= Beginning of Section =

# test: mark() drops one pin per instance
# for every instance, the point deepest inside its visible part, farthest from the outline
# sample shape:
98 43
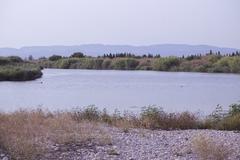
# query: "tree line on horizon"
209 62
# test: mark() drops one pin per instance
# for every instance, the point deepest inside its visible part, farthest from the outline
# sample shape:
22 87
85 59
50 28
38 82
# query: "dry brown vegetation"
208 148
28 134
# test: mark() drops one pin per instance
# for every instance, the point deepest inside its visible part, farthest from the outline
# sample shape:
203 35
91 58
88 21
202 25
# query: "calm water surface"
124 90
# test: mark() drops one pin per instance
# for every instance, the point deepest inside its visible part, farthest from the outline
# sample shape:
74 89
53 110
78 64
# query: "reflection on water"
124 90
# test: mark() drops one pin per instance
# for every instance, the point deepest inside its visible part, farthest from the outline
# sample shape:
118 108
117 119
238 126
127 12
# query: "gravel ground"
142 144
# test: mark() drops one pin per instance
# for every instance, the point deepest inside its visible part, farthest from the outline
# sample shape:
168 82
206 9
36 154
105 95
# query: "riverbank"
141 144
210 62
92 134
15 69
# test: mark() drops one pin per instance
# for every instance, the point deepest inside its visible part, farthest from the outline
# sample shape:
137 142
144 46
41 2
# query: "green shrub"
90 113
166 64
55 57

= End of Section =

**ASSIGNED TASK**
Return each record above as it stands. Pictures stay out.

**RESULT BELOW**
# test: mark() drops one pin per instance
# for every instance, the point deepest inside its visible part, farthest from the outline
# sample shape:
98 43
# query: "tree line on horizon"
209 62
# test: mark() drops one pin per instance
# for every instance, the point deepest inside its visible part, farthest from the outline
# sample shape:
22 87
85 59
50 28
38 82
# query: "dry brown vegetation"
208 148
28 134
# test: mark() drops one pin per instance
# for every instance, the point deepest inside its visible part, farthest from the outline
# sample shape:
203 35
91 58
88 21
202 25
# query: "calm water surface"
124 90
# test: mark() drops one pin per instance
# for every instance, the point deepest inside its visible part, farthest from the outline
# sample shape:
74 89
53 110
78 64
# query: "reflection on water"
124 90
# test: mark() drops one pin per instance
# for every instance, the point deepest inside its visible part, farthest from the outline
# sample shape:
118 108
117 119
238 126
127 12
# query: "gravel ground"
142 144
# test: mark() drops one pin per instance
# for every instance, the point deepest inside its visible part, farthest from the outline
# sample shape:
168 82
206 9
36 154
105 95
# query: "riverbank"
141 144
210 62
92 134
15 69
# test: mark() drops one pin per instance
# for every instance, the point deepest inside its visible part, farthest from the outline
# sample shape:
137 142
144 46
41 2
# query: "green shrub"
90 113
166 64
55 57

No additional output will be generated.